• _Fragmento_
⟨

Desde los años ‘70, el discurso ético y políticamente
correcto de la ecología recorre el mundo. Su línea de largada fue el informe
realizado por un grupo de científicos, políticos y empresarios a instancias del
Club de Roma, en el que se anunciaba una gradual debacle humana en el lapso de
cien años. Se concluía allí que el nivel de recursos remanentes del planeta era
incompatible con el crecimiento económico mundial. El modelo presentado no
consideraba, por ejemplo, la posibilidad futura de saltos tecnológicos. Tampoco
la enorme capacidad adaptativa de la sociedad humana. El debate resultante
posterior configuró un verdadero decálogo del antidesarrollismo para los países
periféricos. No sorprende por ello la rápida acusación de “economicismo” a todo
quien hable de crecimiento económico, aún en una discusión que tiene como
centro evitar la restricción estructural de divisas de un país, una de las
condiciones necesarias para el desarrollo.
En el peculiar
universo ecologista se argumentan escenarios futuros de catástrofes
hollywoodenses, se reproduce con nostalgia la idea de que “todo tiempo pasado
fue mejor” y se exaltan las civilizaciones antiguas como poseedoras de saberes
ambientales inmanentes. Figuras públicas, académicos y ONGs reproducen un
sentido común de ser “ciudadanos del mundo”. Pero tan noble preocupación por el
planeta suele no ser retribuida cuando una crisis económica jaquea al espacio
nacional en el que viven. El ecologismo parece habitar un mundo donde no existe
la cuestión nacional, donde no hay Estados en competencia.

⟩

• _Ejercicio escrito_
Prosigue el fragmento sobre el discurso ecologista a partir de su última oración. El material de abajo no hace falta para este ejercicio.

• _Datos recopilados_
⟨

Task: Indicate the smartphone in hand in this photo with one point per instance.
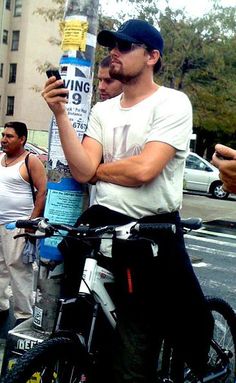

⟩

• _Resultado del ejercicio_
Esta ideología es
rescatada tanto por la izquierda; para quien los límites de la naturaleza
parecen haber reemplazado en el relato de la barbarie capitalista al embate
revolucionario de los trabajadores, como por la derecha; a través paradigma
neoliberal de la escasez. Desde allí se exageran, sin pruebas científicas
definitivas o sin datos específicos, los perjuicios que ocasionaría el
crecimiento económico nacional, al que se prefiere sacrificar en beneficio
tácito de los países centrales ya desarrollados. Paradójicamente es la pobreza
por no desarrollo la que representa el peor riesgo contaminante del ambiente.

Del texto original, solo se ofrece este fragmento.